**TRECHO FORNECIDO:**
::::::
Já na rua, os cumprimentos: abraços, parabéns, tapinhas, beijos, olhares curiosos de alguns turistas que ainda não tinham entendido o significado daquela reunião.
Meus olhos passam pelo largo: o bar do Crispim, o boteco do Zé de Arimatéia, o cinema do Dodô, a papelaria do Sr. Silvio, o correio. Novamente uma sensação indefinida me percorre.
Pouco a pouco desfazem-se os grupinhos familiares e cada clã segue, a pé, para a República do filho, onde as comemorações vão se prolongar por todo o restante do dia antes que o baile de gala no CAEM encerre aquele sonho que marcará o início de uma nova caminhada; muito mais difícil, responsável, sem o aconchego daquele teto que nos abrigou por 5 anos, suportando pacientemente nossos pileques, nossa irreverência, nosso “bonde” até alta madrugada, nossa malandragem e até mesmo nossas “bombas”, com suas portas sempre abertas e com um sorriso maternal ao final de cada período de férias escolares.
::::::
(Dados de rotulagem por coordenadas)
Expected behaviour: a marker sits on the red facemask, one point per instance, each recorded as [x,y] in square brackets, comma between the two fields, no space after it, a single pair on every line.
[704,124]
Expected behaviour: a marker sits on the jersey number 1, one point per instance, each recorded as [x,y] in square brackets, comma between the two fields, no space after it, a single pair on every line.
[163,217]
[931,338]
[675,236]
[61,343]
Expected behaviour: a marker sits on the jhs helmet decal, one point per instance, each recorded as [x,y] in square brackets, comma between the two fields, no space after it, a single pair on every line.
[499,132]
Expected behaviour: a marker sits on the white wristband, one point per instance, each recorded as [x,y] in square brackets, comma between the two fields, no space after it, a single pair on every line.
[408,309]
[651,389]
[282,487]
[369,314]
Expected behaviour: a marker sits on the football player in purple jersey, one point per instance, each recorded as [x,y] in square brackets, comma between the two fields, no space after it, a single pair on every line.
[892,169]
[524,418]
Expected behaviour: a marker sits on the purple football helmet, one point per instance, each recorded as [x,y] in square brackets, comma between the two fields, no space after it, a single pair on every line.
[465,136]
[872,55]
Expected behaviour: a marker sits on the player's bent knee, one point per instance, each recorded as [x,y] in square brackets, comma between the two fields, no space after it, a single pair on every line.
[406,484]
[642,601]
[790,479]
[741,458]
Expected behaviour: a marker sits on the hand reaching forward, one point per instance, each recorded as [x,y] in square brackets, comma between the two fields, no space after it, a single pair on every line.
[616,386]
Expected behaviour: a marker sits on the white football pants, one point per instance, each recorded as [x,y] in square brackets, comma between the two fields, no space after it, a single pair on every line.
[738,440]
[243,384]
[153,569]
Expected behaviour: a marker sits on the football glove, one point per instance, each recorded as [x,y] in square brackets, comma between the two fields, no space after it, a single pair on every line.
::::::
**EXERCÍCIO CURTO 1:** Repita, do trecho sobre a festa de formatura, a parte que começa com as palavras "Já na rua, os" e termina com "indefinida me percorre.".
**EXERCÍCIO CURTO 2:** Por favor, retome o relato da festa de formatura a partir do ponto em que ele para.
Os registros não têm nenhuma relação com o trecho.

**RESULTADO FINAL 1:**
Já na rua, os cumprimentos: abraços, parabéns, tapinhas, beijos, olhares curiosos de alguns turistas que ainda não tinham entendido o significado daquela reunião.
Meus olhos passam pelo largo: o bar do Crispim, o boteco do Zé de Arimatéia, o cinema do Dodô, a papelaria do Sr. Silvio, o correio. Novamente uma sensação indefinida me percorre.

**RESULTADO FINAL 2:**
Nossa família chega, afinal, ao pátio da República Território Xavante, já desde o início de sua vida carinhosamente conhecida em Ouro Preto como TX, uma República de estudantes como qualquer outra, mas que, desde sua fundação, mantinha laços de amizade tão estreitos entre seus “filhos” que diferenciava-se das demais, assumindo, para nosso orgulho, papel destacado na comunidade estudantil da cidade.
Entramos pelos fundos. Propositadamente vou ficando para trás e deixo que todos os parentes entrem a minha frente. A namorada, talvez já compartilhando os primeiros momentos difíceis, percebe minha intenção e entra na casa, entendendo que a solidão era tudo que eu desejava por alguns poucos minutos ao pé daquela escada que conduzia à cozinha da TX.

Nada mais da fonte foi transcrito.